▶ _Written exercise_
Quote the lines below word for word, starting with the first line and ending with the line that holds "[43,466,281,627]". Include both of those lines.

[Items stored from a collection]
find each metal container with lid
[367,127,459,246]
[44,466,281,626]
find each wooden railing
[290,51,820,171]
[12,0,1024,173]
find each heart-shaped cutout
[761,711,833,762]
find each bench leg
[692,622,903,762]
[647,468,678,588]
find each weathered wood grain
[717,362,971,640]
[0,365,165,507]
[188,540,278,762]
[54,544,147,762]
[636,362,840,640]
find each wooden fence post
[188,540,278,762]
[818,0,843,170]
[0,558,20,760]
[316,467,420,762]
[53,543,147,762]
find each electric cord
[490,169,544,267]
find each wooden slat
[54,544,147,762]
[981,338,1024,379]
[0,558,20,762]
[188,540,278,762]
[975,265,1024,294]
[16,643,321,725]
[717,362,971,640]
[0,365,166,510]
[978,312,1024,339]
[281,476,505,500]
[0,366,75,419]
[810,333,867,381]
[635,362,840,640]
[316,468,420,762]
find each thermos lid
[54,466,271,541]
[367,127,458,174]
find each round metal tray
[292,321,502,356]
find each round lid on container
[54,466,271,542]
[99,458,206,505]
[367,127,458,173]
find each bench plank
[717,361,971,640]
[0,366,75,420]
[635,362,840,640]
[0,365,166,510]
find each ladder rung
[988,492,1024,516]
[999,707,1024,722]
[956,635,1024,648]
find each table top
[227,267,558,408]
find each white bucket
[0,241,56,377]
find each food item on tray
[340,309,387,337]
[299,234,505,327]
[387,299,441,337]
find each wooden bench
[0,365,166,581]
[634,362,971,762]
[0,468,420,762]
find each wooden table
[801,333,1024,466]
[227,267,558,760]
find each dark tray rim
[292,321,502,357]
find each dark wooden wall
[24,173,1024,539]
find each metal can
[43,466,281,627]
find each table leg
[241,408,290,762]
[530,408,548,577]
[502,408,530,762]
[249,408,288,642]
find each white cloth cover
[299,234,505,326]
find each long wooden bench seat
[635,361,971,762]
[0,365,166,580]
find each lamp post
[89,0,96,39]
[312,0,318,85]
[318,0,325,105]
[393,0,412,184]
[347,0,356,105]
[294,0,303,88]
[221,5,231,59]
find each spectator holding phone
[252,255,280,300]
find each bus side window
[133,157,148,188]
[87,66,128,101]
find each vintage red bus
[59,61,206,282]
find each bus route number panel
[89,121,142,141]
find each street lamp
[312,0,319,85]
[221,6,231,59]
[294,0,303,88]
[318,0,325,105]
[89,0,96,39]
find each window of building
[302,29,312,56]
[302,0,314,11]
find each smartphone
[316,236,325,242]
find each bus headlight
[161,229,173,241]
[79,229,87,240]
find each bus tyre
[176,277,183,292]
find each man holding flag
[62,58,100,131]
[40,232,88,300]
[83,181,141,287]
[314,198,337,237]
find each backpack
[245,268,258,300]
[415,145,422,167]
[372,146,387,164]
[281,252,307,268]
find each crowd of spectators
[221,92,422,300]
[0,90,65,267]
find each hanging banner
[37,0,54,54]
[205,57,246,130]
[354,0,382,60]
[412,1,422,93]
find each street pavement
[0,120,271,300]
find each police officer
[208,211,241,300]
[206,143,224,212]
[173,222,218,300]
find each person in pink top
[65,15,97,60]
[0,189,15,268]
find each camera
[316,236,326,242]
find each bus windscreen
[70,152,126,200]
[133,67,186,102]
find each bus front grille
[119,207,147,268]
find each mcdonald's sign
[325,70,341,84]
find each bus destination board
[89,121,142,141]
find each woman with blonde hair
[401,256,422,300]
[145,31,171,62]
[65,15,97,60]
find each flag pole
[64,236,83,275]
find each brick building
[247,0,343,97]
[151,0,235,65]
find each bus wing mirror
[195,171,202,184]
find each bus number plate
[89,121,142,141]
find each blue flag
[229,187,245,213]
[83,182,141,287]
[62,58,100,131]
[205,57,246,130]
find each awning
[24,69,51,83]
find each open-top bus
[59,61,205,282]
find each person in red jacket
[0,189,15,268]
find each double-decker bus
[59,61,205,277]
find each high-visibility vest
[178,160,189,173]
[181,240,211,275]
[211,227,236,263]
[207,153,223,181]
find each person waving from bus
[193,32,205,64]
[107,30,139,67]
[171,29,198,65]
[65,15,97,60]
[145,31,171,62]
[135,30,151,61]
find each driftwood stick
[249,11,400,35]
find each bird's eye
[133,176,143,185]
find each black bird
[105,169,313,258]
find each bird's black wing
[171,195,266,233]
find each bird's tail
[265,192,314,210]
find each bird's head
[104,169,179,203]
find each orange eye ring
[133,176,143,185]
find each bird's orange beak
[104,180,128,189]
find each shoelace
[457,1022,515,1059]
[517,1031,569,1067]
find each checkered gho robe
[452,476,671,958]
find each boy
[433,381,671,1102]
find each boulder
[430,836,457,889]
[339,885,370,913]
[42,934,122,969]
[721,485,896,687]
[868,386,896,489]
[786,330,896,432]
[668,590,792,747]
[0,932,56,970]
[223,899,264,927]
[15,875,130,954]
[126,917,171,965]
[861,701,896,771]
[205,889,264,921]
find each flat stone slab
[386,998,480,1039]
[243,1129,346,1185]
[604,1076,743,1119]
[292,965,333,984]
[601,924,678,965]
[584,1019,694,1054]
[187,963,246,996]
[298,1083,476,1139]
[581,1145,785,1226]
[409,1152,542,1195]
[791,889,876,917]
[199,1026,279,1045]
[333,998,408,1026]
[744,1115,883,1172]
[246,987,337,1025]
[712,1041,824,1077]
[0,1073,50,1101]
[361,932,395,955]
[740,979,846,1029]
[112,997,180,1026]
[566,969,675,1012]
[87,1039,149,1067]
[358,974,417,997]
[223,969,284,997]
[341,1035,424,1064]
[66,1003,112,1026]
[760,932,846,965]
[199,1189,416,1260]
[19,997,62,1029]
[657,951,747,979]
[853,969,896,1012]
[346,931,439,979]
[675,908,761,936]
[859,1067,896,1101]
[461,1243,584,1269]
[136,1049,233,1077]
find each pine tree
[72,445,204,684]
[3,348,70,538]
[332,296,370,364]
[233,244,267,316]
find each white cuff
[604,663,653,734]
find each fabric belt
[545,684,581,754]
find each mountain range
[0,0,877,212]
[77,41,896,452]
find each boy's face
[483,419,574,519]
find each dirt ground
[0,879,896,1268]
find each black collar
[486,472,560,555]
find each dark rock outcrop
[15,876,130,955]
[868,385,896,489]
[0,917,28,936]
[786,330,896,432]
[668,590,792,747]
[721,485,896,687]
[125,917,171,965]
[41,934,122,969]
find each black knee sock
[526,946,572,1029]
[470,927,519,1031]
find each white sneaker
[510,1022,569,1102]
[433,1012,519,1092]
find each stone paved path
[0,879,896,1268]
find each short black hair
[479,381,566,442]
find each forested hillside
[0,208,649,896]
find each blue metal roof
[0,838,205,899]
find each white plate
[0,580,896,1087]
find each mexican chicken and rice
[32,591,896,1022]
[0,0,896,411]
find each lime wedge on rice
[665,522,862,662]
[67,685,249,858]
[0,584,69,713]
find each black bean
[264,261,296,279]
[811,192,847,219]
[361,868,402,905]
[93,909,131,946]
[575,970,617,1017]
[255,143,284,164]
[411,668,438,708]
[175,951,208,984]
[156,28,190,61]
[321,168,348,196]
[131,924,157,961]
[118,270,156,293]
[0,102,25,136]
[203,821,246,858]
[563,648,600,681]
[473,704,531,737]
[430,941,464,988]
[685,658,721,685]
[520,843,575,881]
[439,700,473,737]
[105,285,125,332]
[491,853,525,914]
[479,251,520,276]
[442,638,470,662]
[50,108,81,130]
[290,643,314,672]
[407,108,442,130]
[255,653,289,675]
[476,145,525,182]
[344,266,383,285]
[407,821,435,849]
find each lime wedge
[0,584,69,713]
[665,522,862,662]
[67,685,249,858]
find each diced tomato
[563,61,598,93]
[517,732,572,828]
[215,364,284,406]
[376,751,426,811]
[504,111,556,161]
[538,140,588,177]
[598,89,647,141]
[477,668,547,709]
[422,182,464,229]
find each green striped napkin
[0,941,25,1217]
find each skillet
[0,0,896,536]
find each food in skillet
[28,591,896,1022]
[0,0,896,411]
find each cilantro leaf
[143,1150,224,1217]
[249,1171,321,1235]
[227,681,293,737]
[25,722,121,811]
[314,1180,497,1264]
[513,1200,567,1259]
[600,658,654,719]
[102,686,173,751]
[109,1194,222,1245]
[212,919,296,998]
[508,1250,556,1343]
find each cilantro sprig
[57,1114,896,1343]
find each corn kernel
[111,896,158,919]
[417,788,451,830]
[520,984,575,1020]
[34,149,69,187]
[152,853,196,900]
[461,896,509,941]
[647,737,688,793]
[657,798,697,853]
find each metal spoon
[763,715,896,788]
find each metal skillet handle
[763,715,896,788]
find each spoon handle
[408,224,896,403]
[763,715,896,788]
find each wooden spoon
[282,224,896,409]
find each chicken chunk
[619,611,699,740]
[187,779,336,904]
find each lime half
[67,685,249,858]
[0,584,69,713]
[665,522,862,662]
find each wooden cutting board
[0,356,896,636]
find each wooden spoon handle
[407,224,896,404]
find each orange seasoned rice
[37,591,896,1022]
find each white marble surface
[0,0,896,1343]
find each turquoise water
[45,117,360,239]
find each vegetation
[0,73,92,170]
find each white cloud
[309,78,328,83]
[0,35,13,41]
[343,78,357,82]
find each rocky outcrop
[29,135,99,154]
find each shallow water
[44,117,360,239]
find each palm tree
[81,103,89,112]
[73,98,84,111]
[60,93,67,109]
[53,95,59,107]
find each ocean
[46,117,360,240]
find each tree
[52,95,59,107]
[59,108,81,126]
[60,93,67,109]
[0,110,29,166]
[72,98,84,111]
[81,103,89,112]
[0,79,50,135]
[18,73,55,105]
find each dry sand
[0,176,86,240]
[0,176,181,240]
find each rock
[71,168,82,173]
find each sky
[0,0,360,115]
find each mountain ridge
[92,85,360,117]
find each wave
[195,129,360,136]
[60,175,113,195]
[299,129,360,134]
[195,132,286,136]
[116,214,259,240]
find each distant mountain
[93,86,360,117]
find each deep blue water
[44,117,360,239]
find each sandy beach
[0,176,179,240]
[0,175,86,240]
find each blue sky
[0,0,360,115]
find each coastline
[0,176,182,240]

▶ _Output for this exercise_
find each metal container with lid
[367,127,459,246]
[44,466,281,626]
find each wooden railing
[290,51,820,171]
[12,0,1024,173]
find each heart-shaped cutout
[761,711,833,762]
find each bench leg
[692,622,903,762]
[647,468,678,588]
find each weathered wood grain
[717,362,971,640]
[0,365,165,507]
[188,540,278,762]
[54,544,147,762]
[636,362,840,640]
find each wooden fence post
[188,540,278,762]
[818,0,843,170]
[0,558,20,760]
[316,467,420,762]
[53,543,147,762]
find each electric cord
[490,169,544,267]
find each wooden slat
[54,544,147,762]
[981,338,1024,379]
[0,558,20,762]
[188,540,278,762]
[975,265,1024,294]
[16,643,321,725]
[717,362,971,640]
[0,365,166,510]
[978,312,1024,339]
[281,476,505,500]
[0,366,75,419]
[810,333,867,381]
[635,362,840,640]
[316,468,420,762]
find each thermos lid
[54,466,271,541]
[367,127,458,174]
find each round metal tray
[292,321,502,356]
find each round lid on container
[54,466,271,542]
[99,458,206,505]
[367,127,458,173]
find each bench plank
[717,361,971,640]
[0,366,75,420]
[635,362,840,640]
[0,365,166,510]
find each ladder rung
[988,492,1024,516]
[999,707,1024,722]
[956,635,1024,648]
find each table top
[227,267,558,408]
find each white bucket
[0,241,56,377]
find each food item on tray
[340,309,387,337]
[299,234,505,327]
[387,299,441,337]
find each wooden bench
[0,365,166,581]
[634,362,971,762]
[0,468,420,762]
find each wooden table
[801,333,1024,466]
[227,267,558,760]
find each dark tray rim
[292,321,502,357]
find each dark wooden wall
[24,173,1024,539]
find each metal can
[43,466,281,627]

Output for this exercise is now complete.